#### [Task to complete]
Nothing but a number is needed: the count of lines below that include "instances".
Start of Material shown
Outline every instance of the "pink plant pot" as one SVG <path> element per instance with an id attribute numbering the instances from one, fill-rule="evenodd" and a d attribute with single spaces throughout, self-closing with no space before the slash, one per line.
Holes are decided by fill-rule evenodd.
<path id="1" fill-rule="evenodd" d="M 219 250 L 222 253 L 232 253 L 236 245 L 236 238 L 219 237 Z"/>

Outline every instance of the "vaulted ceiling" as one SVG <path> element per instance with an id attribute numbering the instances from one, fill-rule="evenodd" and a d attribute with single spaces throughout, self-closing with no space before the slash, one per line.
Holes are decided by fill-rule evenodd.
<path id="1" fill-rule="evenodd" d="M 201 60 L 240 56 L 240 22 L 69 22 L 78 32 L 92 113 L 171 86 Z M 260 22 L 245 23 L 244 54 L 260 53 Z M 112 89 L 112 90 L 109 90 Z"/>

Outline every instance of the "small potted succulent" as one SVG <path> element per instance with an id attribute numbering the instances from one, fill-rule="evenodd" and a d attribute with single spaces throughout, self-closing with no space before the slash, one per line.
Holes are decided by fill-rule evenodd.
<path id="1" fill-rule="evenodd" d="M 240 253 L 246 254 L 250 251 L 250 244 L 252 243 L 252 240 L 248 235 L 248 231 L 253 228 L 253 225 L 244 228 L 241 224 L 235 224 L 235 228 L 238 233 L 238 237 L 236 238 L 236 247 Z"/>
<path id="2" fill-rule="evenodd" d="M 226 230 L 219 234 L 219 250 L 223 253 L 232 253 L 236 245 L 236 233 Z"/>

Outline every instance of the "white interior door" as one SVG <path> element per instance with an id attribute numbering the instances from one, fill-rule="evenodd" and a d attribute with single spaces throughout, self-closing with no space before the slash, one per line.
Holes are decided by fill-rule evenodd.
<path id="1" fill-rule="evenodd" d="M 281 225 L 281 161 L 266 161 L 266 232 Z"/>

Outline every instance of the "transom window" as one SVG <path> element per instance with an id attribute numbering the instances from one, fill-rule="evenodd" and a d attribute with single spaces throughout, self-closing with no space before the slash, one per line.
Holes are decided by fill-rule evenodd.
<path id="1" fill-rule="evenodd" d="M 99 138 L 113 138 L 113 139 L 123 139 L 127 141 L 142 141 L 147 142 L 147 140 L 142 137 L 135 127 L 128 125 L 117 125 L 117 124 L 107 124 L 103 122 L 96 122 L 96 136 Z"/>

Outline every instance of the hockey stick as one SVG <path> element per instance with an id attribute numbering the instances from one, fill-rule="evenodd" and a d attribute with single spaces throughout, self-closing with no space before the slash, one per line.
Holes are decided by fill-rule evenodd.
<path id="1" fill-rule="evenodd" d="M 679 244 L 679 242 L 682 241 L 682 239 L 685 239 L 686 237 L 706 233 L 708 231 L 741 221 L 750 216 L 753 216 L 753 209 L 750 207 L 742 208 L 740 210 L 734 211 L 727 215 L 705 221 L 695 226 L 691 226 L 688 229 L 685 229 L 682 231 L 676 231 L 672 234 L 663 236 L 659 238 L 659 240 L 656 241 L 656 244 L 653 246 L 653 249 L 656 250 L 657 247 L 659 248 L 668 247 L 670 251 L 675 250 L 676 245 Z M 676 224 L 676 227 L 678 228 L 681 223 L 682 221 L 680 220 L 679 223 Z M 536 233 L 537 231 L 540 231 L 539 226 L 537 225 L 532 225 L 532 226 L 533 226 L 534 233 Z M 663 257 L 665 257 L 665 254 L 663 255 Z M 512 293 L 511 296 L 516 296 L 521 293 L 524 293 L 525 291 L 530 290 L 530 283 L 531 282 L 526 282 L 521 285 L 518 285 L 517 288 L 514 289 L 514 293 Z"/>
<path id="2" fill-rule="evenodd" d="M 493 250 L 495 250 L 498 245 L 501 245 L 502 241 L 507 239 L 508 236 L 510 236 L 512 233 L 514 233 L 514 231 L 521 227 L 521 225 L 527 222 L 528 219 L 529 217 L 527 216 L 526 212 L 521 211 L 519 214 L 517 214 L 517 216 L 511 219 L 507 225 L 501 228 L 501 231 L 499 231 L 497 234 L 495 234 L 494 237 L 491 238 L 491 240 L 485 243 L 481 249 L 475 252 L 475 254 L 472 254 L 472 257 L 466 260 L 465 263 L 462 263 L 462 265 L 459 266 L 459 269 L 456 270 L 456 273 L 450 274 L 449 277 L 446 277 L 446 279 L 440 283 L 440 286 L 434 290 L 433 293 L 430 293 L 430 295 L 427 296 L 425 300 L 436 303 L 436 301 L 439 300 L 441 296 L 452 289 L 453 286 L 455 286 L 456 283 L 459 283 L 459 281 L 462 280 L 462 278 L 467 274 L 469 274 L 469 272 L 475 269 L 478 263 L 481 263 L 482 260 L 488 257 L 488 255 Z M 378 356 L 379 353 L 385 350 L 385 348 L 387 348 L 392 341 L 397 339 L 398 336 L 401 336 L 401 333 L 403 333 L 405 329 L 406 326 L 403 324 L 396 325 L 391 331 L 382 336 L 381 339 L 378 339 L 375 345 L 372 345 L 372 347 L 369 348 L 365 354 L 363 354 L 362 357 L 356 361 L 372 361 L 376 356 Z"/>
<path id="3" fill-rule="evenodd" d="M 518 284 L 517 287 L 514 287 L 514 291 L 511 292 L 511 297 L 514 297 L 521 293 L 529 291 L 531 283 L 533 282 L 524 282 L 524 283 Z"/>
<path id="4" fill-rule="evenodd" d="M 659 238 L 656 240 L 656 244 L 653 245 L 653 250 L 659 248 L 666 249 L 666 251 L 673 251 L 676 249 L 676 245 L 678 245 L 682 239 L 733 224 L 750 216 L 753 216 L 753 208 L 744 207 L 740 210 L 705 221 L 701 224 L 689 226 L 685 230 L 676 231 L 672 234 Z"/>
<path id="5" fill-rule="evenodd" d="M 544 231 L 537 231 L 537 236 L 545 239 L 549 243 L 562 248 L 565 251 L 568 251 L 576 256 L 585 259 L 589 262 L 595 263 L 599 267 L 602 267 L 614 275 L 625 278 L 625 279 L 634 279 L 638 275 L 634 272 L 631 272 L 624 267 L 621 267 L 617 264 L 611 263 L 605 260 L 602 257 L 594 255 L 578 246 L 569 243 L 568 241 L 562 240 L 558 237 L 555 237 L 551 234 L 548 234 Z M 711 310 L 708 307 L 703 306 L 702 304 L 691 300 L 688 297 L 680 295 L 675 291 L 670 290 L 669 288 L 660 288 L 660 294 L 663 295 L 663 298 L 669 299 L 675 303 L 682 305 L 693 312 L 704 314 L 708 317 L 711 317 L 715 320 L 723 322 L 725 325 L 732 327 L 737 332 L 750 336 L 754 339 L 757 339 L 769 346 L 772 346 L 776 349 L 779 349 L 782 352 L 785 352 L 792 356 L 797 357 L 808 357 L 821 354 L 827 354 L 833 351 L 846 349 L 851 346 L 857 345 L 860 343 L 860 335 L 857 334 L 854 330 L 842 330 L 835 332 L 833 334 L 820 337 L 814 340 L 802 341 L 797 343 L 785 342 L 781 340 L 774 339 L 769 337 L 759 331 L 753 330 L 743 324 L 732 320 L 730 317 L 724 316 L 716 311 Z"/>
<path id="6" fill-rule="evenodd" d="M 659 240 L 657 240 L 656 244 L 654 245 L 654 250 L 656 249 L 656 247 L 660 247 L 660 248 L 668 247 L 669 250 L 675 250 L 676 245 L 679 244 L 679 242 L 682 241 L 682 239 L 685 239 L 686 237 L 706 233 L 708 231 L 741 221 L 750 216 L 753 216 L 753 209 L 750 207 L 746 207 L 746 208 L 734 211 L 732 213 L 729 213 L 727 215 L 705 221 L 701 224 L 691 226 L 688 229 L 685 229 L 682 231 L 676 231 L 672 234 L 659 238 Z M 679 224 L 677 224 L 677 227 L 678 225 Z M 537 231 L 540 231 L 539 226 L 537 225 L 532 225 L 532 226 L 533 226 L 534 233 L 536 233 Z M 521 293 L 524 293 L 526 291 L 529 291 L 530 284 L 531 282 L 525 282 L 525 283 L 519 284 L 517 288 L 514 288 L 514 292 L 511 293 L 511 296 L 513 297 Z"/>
End of Material shown
#### [Response to this task]
6